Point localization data

============================================================

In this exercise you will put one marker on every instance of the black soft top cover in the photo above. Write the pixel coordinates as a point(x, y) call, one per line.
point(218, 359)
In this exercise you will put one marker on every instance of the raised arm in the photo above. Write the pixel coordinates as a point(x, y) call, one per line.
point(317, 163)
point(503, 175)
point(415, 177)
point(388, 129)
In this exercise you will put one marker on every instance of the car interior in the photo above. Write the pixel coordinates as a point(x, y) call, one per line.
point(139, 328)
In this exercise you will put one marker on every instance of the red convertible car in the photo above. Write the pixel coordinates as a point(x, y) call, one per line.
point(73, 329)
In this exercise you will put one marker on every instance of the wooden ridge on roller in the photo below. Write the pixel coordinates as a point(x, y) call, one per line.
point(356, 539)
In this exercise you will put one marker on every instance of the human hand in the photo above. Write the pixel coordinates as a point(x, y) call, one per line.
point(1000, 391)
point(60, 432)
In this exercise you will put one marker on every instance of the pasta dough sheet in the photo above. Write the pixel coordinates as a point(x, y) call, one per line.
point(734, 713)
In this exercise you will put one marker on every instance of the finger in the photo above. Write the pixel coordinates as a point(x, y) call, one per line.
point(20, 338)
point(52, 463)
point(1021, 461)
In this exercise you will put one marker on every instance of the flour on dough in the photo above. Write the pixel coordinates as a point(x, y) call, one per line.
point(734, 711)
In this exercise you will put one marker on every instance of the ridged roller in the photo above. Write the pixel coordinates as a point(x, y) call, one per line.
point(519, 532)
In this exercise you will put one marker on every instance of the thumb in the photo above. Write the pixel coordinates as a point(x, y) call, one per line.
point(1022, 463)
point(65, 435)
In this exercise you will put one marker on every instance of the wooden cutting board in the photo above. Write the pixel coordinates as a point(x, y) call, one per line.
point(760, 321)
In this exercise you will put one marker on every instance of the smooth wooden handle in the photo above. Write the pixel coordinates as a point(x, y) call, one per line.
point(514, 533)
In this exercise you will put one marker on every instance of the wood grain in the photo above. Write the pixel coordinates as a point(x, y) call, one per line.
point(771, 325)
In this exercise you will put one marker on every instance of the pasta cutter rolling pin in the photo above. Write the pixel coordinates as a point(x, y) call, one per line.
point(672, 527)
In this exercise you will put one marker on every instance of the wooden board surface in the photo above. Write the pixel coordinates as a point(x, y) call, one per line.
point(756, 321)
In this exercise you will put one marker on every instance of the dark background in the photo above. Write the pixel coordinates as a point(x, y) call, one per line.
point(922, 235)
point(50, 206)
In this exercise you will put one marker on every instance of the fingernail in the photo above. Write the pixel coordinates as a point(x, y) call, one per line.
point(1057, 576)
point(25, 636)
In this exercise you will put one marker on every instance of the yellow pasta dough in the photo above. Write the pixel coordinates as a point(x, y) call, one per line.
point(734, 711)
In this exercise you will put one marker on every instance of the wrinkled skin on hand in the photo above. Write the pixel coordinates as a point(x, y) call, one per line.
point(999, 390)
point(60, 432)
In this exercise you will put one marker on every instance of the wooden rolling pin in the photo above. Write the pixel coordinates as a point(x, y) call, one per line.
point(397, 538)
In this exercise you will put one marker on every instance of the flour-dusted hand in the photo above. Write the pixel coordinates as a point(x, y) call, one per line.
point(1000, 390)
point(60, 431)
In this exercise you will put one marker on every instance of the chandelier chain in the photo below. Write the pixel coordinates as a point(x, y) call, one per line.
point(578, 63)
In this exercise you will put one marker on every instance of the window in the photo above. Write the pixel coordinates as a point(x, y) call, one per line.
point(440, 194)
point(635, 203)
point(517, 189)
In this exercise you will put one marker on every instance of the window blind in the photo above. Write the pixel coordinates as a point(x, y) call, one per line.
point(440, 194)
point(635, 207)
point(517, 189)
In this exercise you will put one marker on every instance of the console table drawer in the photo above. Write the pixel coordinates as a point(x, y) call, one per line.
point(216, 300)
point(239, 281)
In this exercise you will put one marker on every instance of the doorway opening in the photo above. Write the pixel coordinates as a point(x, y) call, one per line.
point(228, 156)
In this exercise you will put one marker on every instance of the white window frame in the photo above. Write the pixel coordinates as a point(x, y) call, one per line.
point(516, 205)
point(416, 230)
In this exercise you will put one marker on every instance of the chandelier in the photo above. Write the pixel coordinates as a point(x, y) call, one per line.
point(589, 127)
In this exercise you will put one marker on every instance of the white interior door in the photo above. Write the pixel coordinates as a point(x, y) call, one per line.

============================================================

» **What is expected**
Please output each record exactly as it appears above.

» **Answer for this exercise**
In this exercise you will put one marker on every instance of the black soft top cover in the photo above. Write the pixel coordinates as a point(x, y) call, one per line.
point(218, 359)
In this exercise you will put one marker on every instance of the raised arm in the photo above. Write the pixel coordinates as a point(x, y) call, one per line.
point(317, 163)
point(503, 175)
point(415, 177)
point(388, 129)
In this exercise you will put one marker on every instance of the car interior in the photo above. Write the pixel coordinates as a point(x, y) call, one per line.
point(139, 328)
In this exercise you will put one marker on every instance of the red convertible car in the photo above. Write the pixel coordinates as a point(x, y) call, one per line.
point(73, 329)
In this exercise you will put one marker on every instance of the wooden ridge on roller in the photo below. Write the pixel coordinates as a point(x, y) call, one per line.
point(356, 539)
In this exercise you will put one marker on every instance of the human hand in the photo above. Write the pixel coordinates as a point(x, y) call, one per line.
point(1000, 391)
point(60, 432)
In this exercise you will put one marker on every instance of the pasta dough sheet in the photo above. Write the pixel coordinates as a point(x, y) call, one per line.
point(734, 713)
In this exercise you will put one marker on every instance of the finger in the photo above. Write the pixel coordinates as a point(x, y) call, one per line.
point(20, 338)
point(52, 463)
point(1021, 461)
In this exercise you will put one marker on every instance of the flour on dough in the photo above. Write the pixel coordinates as a point(x, y) call, one per line.
point(734, 711)
In this exercise you will put one marker on every instance of the ridged roller in the photo above. Write the pixel coordinates as a point(x, y) call, one per line.
point(519, 532)
In this exercise you will put one marker on every instance of the thumb in the photo above. Write the pixel coordinates as a point(x, y) call, one per line.
point(1022, 463)
point(65, 435)
In this exercise you will put one marker on every instance of the wooden cutting board in the photo above. Write the pixel coordinates as a point(x, y) call, one per line.
point(760, 321)
In this exercise you will put one marker on every instance of the smooth wooden handle in the photo above. Write the pixel coordinates as a point(x, y) call, one per line.
point(514, 533)
In this exercise you will put one marker on every instance of the wood grain in the photo above. Write the pixel coordinates as a point(x, y) call, one per line.
point(771, 325)
In this exercise you will put one marker on every instance of the pasta cutter rolling pin in the photo above. Write the pixel coordinates as a point(x, y) call, one per line.
point(672, 527)
In this exercise you will put one marker on every instance of the wooden board surface in the photo above. Write the pixel coordinates as a point(x, y) call, one per line.
point(756, 321)
In this exercise you will put one marker on every instance of the dark background in the photo above. Write the pixel coordinates as a point(x, y) call, one per line.
point(922, 235)
point(50, 206)
In this exercise you will put one marker on every instance of the fingernail in the photo above. Write the pixel coordinates as a point(x, y) call, one per line.
point(1057, 576)
point(25, 636)
In this exercise you will put one marker on every instance of the yellow pasta dough in the photo above. Write the pixel coordinates as a point(x, y) call, one per line.
point(734, 711)
In this exercise you will put one marker on every instance of the wrinkled skin on hand in the photo above. Write the pixel coordinates as a point(x, y) call, one per line.
point(999, 390)
point(60, 432)
In this exercise you will put one marker on every instance of the wooden rolling pin in the photo above. Write the pixel coordinates as a point(x, y) call, one per line.
point(397, 538)
In this exercise you will put one marker on every instance of the flour-dusted hand in the photo above. Write the pixel coordinates as a point(x, y) call, one per line.
point(1000, 390)
point(60, 431)
In this exercise you will put one marker on every instance of the chandelier chain in the photo below. Write the pixel coordinates as a point(x, y) call, one per line.
point(578, 63)
In this exercise you will put one marker on every instance of the window in the photo above. Write the pixel coordinates as a point(x, y) call, one per line.
point(440, 194)
point(635, 203)
point(517, 189)
In this exercise you will put one marker on every instance of the window blind in the photo above. Write the pixel coordinates as a point(x, y) call, one per line.
point(440, 194)
point(635, 207)
point(517, 189)
In this exercise you will put one marker on every instance of the console table drawer in the photo above. Write the pixel coordinates as a point(x, y) call, one per line.
point(216, 300)
point(239, 281)
In this exercise you will put one marker on every instance of the doorway opening in the photo above. Write the pixel coordinates as a point(x, y) call, one per line.
point(228, 156)
In this exercise you will put one marker on every instance of the white window frame in the photo above. Write the pixel coordinates as a point(x, y) call, one per line.
point(516, 205)
point(416, 230)
In this exercise you will put one marker on every instance of the chandelier in the photo above. Write the pixel coordinates as a point(x, y) call, one per line.
point(589, 127)
In this exercise you will put one marker on every instance of the white interior door in the photo above. Write the pixel coordinates as a point(x, y) call, one per line.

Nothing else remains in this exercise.